-- start of Extracted entries --

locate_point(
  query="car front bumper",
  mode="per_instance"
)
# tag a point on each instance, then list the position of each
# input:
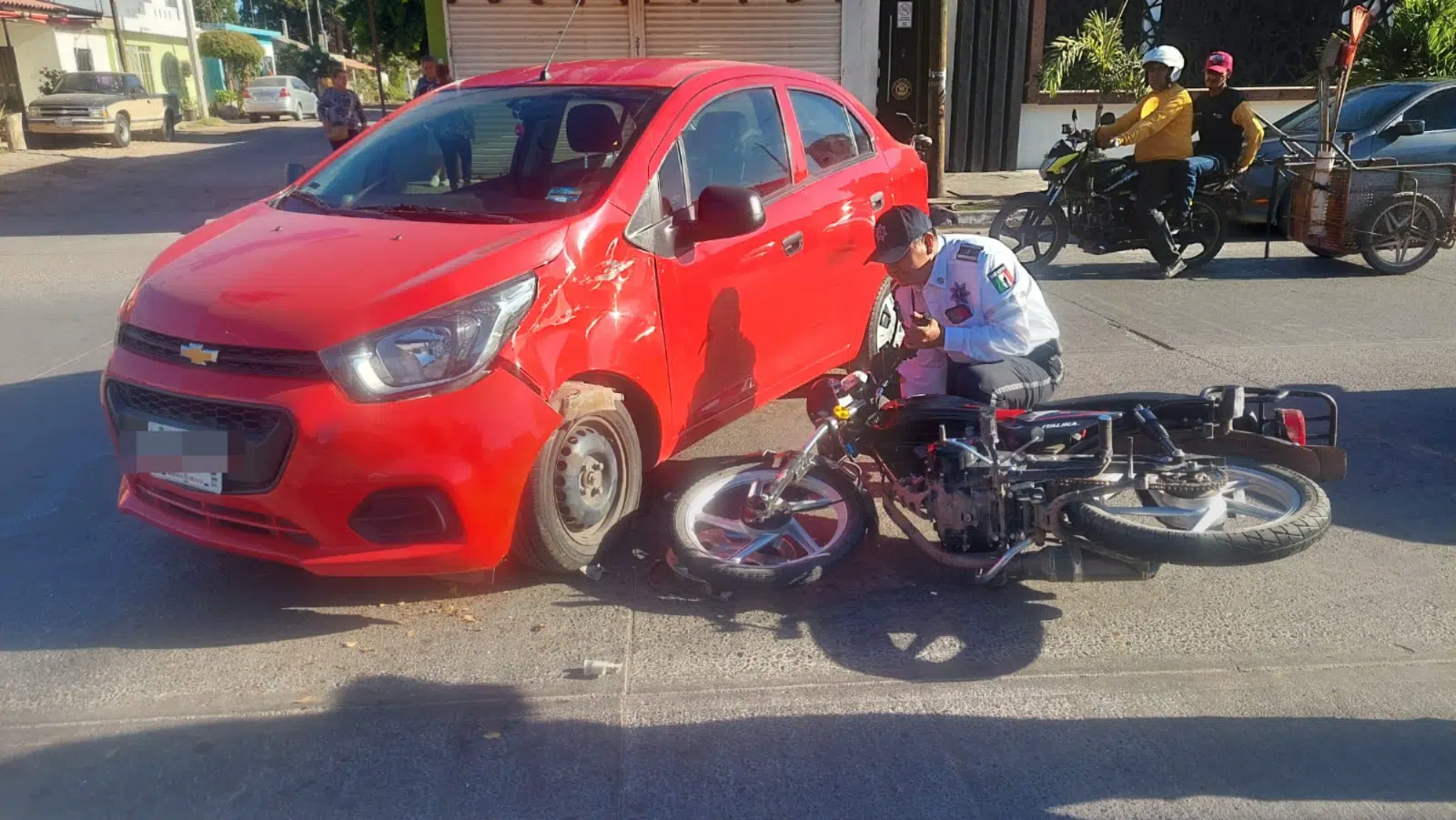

-- end of Extracted entries --

Request:
Rewrite the material above as a Markdown table with the columns "No." and "Line." Give each non-blank line its own numbered row, and leave any pictures out of the table.

Output for this exercise:
| No. | Line |
|---|---|
| 1 | locate_point( |
| 2 |   query="car front bumper", |
| 3 |   mode="per_instance" |
| 4 | ) |
| 5 | # tag a point on each instance, then list the position of each |
| 6 | # input: |